§ **YOUR INSTRUCTIONS**
Could each entry below be printed again exactly as given?

§ **RECORD EXTRACTS**

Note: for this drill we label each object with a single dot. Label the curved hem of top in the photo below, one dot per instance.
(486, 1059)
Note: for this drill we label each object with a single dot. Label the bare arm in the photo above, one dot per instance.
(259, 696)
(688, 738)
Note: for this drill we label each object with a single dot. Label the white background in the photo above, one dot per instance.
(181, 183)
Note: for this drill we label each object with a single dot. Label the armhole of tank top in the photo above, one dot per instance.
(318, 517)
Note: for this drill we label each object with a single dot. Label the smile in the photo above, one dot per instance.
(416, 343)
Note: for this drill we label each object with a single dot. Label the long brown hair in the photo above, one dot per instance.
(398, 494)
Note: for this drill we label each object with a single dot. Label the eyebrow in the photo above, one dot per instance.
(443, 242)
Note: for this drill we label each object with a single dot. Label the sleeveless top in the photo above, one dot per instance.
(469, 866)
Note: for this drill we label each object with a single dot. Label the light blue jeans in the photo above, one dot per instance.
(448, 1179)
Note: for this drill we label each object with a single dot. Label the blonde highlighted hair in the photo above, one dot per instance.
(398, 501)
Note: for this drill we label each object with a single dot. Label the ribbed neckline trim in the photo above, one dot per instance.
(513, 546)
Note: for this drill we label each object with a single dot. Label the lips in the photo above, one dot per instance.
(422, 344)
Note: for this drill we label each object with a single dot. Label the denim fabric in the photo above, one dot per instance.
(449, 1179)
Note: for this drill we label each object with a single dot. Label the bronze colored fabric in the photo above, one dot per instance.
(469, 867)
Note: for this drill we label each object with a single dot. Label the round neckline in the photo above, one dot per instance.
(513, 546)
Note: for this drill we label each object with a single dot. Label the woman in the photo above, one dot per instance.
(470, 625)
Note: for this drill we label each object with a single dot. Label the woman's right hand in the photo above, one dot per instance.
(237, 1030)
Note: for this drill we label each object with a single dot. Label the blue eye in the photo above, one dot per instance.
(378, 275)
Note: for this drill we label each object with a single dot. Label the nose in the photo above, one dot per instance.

§ **COMPLETED TASK**
Note: for this drill we label each object with a single dot. Label the curved hem of top in the photo below, one dot per instance.
(486, 1059)
Note: for this drill we label each object with a single dot. Label the bare arm in the photo above, one dot per instance.
(259, 696)
(688, 738)
Note: for this drill we label each object with a single dot. Label the white background in the photo above, one dot per instance.
(181, 183)
Note: for this drill we label each object with a single dot. Label the armhole of tank top in the photo above, one dot per instance.
(318, 517)
Note: for this drill we label each object with a single dot. Label the smile in the photo above, one dot per instance.
(416, 343)
Note: for this drill we label each object with a single dot. Label the long brown hair in the photo above, one dot per instance.
(398, 494)
Note: for this drill we label each object with a single dot. Label the eyebrow in the photo above, one dot per instance.
(443, 242)
Note: for this drill we label each object with a single dot. Label the sleeveless top in the photo above, one dot per instance.
(469, 866)
Note: for this drill we label each object with a single dot. Label the light blue jeans in the photo above, one dot per instance.
(448, 1179)
Note: for this drill we label each object with a single dot. Label the blonde highlighted hair in the photo above, one dot per instance.
(398, 501)
Note: for this drill we label each object with a single dot. Label the ribbed neckline trim in the photo above, one dot per instance.
(513, 546)
Note: for this drill we label each object with a single dot. Label the lips in the photo above, one dot per instance.
(422, 344)
Note: for this drill we label each object with a single dot. Label the denim fabric in the photo above, one dot per instance.
(449, 1179)
Note: for this drill we label each object with a single dot. Label the bronze colored fabric in the photo above, one dot per instance.
(469, 867)
Note: for this drill we label each object with a single dot. Label the round neckline in the photo above, one dot per instance.
(513, 546)
Note: for this drill we label each object with a single dot. Label the woman in the photo above, one dot per instance.
(470, 625)
Note: for this drill we label each object with a single dot. Label the woman's right hand in the photo above, one dot per instance.
(237, 1030)
Note: for this drill we label each object with a single dot. Label the blue eye in the photo above, one dot per instance.
(378, 275)
Note: for this drill we label each object with a single dot. Label the nose in the photo above, one dot per instance.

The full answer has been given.